──────── MATERIAL PROVIDED
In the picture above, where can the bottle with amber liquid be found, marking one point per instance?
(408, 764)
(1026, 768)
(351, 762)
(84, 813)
────────────────
● **WORK TO COMPLETE**: Copy out the whole listing above, request line included, and raise each number in the point coordinates by 19.

● **THE ANSWER**:
In the picture above, where can the bottle with amber liquid be found, marking one point per instance?
(427, 783)
(1045, 787)
(370, 781)
(103, 832)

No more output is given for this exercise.